_EXERCISE DIRECTIONS_
Turn everything from the start of the entries below down to the line containing "pixel 76 59" into a numbered list, skipping blank lines and leaving out the pictures.

_ENTRIES PROVIDED_
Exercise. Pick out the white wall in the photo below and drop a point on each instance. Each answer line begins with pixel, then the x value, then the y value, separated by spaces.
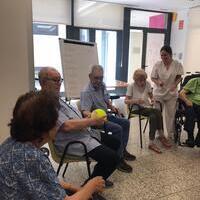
pixel 179 36
pixel 16 57
pixel 192 58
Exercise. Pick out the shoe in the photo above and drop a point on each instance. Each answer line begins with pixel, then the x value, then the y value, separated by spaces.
pixel 124 167
pixel 128 156
pixel 108 184
pixel 190 143
pixel 97 196
pixel 153 147
pixel 165 142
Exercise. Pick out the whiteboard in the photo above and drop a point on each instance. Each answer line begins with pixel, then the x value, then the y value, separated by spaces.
pixel 76 59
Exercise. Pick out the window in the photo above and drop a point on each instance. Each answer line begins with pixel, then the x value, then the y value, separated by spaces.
pixel 106 46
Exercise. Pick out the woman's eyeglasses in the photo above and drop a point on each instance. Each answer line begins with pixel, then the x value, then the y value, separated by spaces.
pixel 55 80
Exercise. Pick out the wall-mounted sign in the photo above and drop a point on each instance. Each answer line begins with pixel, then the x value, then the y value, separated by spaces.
pixel 181 24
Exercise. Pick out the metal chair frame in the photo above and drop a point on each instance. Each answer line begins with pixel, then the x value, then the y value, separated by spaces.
pixel 68 158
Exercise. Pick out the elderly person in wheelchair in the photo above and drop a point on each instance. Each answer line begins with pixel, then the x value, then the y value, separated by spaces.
pixel 139 94
pixel 190 95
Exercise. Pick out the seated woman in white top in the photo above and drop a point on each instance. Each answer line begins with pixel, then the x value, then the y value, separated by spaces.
pixel 139 92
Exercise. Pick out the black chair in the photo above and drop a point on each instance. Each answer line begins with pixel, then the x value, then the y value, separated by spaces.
pixel 68 158
pixel 137 113
pixel 131 114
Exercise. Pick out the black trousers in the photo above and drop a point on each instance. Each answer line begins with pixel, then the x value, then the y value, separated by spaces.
pixel 106 156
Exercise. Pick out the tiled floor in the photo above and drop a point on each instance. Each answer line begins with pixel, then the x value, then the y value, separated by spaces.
pixel 172 175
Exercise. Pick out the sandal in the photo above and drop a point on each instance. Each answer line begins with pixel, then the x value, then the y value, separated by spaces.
pixel 153 147
pixel 165 142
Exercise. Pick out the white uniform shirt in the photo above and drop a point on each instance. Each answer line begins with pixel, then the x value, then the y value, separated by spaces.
pixel 139 93
pixel 168 77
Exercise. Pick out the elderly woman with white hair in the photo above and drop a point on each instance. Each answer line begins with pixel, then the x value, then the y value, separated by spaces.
pixel 140 93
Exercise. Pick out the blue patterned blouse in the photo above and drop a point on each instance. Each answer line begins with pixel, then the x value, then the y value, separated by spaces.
pixel 26 173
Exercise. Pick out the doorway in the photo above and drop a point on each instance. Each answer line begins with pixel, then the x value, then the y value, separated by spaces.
pixel 144 34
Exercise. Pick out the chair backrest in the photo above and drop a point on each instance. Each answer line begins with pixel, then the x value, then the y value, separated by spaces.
pixel 54 154
pixel 57 156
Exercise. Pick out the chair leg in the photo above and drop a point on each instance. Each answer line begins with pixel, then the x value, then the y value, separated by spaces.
pixel 145 126
pixel 65 170
pixel 140 126
pixel 88 168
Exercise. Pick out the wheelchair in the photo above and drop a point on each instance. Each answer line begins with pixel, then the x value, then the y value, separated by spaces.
pixel 180 112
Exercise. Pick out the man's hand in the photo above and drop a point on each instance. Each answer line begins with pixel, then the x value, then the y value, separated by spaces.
pixel 114 110
pixel 189 103
pixel 140 101
pixel 159 83
pixel 98 121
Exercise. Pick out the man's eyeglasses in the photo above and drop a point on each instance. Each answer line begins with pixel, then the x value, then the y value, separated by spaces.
pixel 57 81
pixel 98 78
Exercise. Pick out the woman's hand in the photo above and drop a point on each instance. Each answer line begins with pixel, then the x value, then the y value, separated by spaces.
pixel 173 87
pixel 97 183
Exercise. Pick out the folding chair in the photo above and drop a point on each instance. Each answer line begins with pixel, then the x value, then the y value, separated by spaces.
pixel 131 114
pixel 67 158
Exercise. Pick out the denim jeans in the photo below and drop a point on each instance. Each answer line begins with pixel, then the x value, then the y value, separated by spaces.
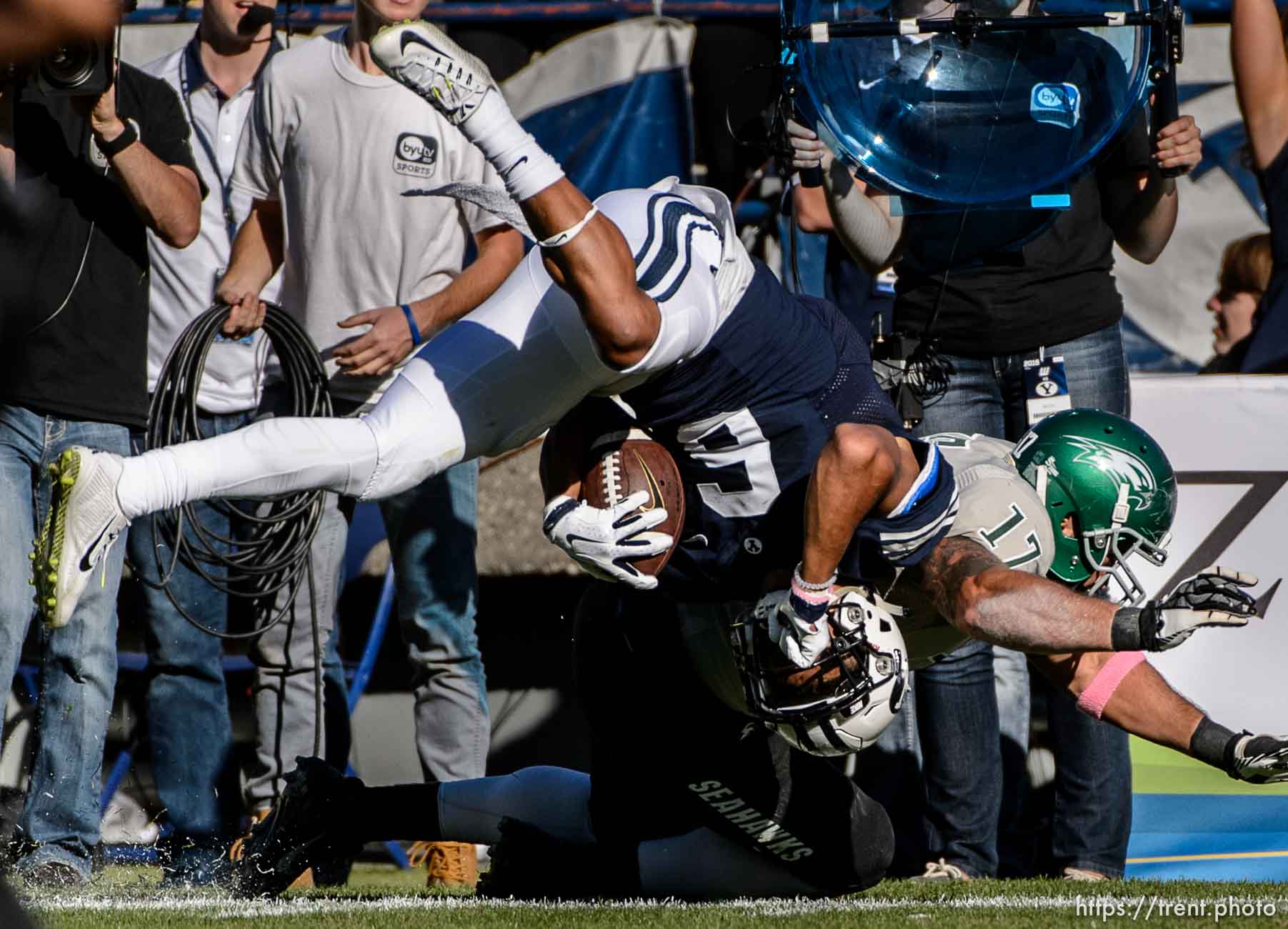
pixel 187 700
pixel 957 700
pixel 61 818
pixel 431 534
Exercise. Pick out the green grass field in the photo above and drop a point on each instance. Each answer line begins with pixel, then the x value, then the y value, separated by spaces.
pixel 380 897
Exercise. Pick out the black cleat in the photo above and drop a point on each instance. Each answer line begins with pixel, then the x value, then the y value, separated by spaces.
pixel 529 863
pixel 299 831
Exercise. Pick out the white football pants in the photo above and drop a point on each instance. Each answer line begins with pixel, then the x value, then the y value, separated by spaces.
pixel 489 383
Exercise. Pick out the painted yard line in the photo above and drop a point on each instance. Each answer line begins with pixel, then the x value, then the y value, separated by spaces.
pixel 236 909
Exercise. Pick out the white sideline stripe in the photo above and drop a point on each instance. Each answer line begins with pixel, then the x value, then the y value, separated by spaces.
pixel 598 59
pixel 229 908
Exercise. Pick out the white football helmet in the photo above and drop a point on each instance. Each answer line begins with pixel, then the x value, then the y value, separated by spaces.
pixel 840 704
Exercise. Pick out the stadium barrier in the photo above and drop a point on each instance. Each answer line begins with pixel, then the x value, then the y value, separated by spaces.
pixel 1228 441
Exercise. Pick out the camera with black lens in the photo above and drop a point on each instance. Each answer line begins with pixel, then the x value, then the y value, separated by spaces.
pixel 75 69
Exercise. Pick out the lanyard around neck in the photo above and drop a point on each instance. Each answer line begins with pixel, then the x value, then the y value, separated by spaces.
pixel 226 189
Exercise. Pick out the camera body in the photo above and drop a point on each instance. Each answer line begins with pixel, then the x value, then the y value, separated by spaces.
pixel 76 69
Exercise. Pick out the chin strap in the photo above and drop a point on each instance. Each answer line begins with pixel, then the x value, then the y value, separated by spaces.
pixel 571 234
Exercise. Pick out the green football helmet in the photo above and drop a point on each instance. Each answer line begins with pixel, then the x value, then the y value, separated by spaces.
pixel 1117 485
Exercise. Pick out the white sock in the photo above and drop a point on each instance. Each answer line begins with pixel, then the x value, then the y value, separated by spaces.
pixel 524 167
pixel 279 455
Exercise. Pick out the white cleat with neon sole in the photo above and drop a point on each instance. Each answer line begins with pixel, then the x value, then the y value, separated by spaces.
pixel 425 61
pixel 83 523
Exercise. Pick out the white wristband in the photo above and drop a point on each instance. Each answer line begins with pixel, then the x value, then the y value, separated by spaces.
pixel 569 235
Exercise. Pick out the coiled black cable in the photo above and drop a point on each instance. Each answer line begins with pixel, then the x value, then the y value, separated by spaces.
pixel 269 550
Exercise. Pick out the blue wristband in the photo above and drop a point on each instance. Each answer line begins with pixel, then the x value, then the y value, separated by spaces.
pixel 411 325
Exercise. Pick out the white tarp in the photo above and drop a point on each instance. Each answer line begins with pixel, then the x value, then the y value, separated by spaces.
pixel 1228 441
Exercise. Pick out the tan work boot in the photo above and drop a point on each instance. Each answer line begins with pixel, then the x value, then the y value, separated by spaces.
pixel 237 850
pixel 451 865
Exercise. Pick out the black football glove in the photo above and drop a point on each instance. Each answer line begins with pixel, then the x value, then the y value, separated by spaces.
pixel 1209 598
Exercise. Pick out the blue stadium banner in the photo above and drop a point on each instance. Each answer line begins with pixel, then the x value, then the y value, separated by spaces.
pixel 612 104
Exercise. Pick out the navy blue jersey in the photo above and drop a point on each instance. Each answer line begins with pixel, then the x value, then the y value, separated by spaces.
pixel 746 420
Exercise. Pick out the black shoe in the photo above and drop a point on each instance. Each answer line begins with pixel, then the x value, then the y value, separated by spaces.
pixel 299 831
pixel 529 863
pixel 196 866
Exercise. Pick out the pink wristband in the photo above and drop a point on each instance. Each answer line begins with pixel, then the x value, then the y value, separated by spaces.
pixel 1107 680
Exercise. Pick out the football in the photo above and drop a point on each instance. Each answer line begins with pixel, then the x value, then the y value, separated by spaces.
pixel 625 467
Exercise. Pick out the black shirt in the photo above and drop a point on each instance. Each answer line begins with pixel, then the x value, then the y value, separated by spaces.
pixel 1019 279
pixel 1267 351
pixel 80 352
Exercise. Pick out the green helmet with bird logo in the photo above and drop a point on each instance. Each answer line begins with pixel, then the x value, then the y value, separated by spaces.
pixel 1109 491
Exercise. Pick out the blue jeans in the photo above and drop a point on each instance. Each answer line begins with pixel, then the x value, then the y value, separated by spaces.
pixel 957 709
pixel 431 536
pixel 187 700
pixel 78 661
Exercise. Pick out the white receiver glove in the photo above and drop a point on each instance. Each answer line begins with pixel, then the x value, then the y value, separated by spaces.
pixel 1260 759
pixel 604 542
pixel 800 641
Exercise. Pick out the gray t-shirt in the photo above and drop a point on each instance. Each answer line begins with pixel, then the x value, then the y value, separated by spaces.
pixel 339 147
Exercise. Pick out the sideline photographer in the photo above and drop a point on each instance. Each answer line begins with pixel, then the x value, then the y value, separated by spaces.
pixel 86 172
pixel 1026 314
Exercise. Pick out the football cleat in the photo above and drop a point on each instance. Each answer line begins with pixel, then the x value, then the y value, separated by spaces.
pixel 449 865
pixel 424 59
pixel 298 831
pixel 83 522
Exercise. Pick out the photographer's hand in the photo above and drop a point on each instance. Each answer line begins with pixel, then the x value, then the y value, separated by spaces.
pixel 166 197
pixel 1179 144
pixel 245 309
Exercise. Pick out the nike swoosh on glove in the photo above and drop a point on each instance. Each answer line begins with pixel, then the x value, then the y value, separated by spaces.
pixel 799 638
pixel 1209 598
pixel 604 542
pixel 1259 759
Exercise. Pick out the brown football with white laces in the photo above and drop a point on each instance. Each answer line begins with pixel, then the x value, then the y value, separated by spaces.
pixel 630 465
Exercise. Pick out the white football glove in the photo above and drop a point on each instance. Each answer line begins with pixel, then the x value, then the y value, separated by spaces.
pixel 1260 759
pixel 601 540
pixel 808 150
pixel 802 642
pixel 1209 598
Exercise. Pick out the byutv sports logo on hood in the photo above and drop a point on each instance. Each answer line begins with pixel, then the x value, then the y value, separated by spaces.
pixel 416 155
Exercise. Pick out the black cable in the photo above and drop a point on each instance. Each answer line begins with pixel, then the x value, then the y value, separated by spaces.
pixel 269 553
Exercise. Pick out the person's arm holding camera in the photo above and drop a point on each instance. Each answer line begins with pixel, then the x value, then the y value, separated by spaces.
pixel 1260 76
pixel 166 197
pixel 1142 207
pixel 861 218
pixel 389 339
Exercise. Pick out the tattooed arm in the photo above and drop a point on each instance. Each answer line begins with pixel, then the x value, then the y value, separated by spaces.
pixel 984 600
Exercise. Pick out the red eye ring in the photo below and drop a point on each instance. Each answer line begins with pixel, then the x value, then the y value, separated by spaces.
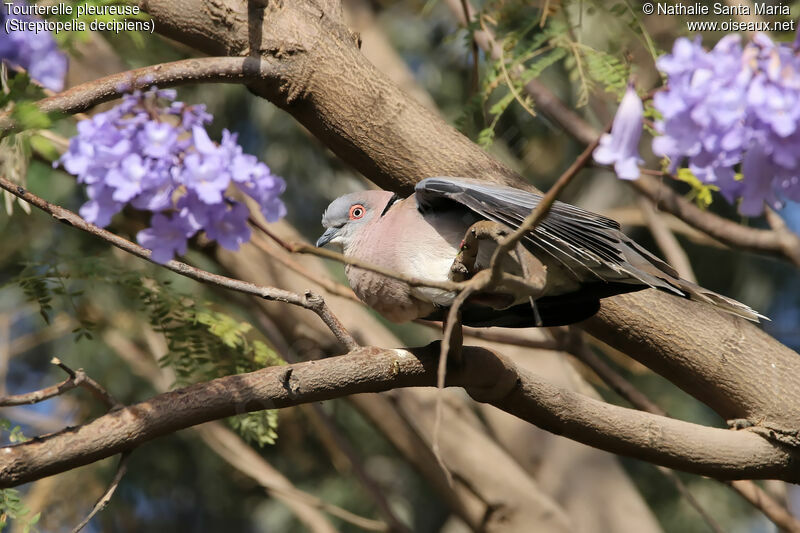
pixel 357 211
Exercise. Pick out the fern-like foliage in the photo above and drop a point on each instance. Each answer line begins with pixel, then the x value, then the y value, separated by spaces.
pixel 203 343
pixel 11 505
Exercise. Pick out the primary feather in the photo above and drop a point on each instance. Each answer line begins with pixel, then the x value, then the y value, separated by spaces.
pixel 589 247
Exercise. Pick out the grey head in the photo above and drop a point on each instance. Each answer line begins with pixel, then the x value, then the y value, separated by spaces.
pixel 346 216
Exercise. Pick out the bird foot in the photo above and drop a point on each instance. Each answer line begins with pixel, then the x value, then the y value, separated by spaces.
pixel 463 267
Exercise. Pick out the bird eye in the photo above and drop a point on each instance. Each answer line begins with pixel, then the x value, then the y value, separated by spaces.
pixel 357 211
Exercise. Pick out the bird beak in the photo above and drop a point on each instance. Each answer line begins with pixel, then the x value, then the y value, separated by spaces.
pixel 327 237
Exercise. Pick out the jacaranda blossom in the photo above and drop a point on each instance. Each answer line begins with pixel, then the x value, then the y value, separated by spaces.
pixel 621 146
pixel 159 158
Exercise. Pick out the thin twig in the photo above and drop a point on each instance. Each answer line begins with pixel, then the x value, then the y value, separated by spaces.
pixel 77 378
pixel 308 300
pixel 41 395
pixel 82 379
pixel 372 487
pixel 122 468
pixel 725 231
pixel 666 240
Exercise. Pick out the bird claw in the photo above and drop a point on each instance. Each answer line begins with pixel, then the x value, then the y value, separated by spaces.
pixel 463 267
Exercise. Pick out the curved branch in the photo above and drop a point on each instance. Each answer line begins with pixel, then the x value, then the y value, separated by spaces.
pixel 308 300
pixel 486 376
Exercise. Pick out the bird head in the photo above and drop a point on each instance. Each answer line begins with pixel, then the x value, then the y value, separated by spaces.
pixel 346 216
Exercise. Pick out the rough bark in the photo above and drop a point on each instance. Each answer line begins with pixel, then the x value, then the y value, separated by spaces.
pixel 486 376
pixel 329 87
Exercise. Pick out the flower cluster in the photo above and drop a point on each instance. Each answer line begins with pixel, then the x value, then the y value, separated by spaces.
pixel 734 107
pixel 36 52
pixel 621 146
pixel 154 154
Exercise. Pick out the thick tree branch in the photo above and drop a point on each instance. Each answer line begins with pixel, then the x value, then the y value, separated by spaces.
pixel 486 377
pixel 309 300
pixel 206 69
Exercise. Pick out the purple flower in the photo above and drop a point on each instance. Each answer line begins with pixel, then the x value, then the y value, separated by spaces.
pixel 621 147
pixel 161 159
pixel 734 105
pixel 229 226
pixel 101 205
pixel 166 237
pixel 36 52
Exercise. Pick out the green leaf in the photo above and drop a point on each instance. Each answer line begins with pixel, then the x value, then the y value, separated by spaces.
pixel 29 116
pixel 701 193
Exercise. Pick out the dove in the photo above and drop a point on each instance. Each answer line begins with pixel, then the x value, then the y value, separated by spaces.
pixel 584 257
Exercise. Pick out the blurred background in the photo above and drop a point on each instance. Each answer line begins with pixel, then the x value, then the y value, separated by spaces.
pixel 65 294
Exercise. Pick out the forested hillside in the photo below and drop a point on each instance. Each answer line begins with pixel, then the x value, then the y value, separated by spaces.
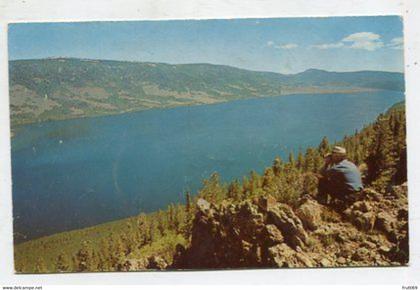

_RESULT BELOW_
1. Exercise. Pick out the white wall in the photo below and drop a point on each instance. Each answer line begins with pixel, then the x value, then the y value, separated by spaces.
2. pixel 179 36
3. pixel 16 57
4. pixel 192 58
5. Exercise. Pick out the shoe in the photo above and drop a point on each instance. Each answer line begins with pixel, then the x value, then the y value, separated by spaces.
6. pixel 124 167
7. pixel 128 156
8. pixel 108 184
9. pixel 190 143
10. pixel 97 196
11. pixel 153 147
12. pixel 165 142
13. Exercise. Pick out the whiteboard in the photo above and drop a point on each instance. Each answer line begins with pixel, then the x value, then the y value, separated by spaces.
14. pixel 76 59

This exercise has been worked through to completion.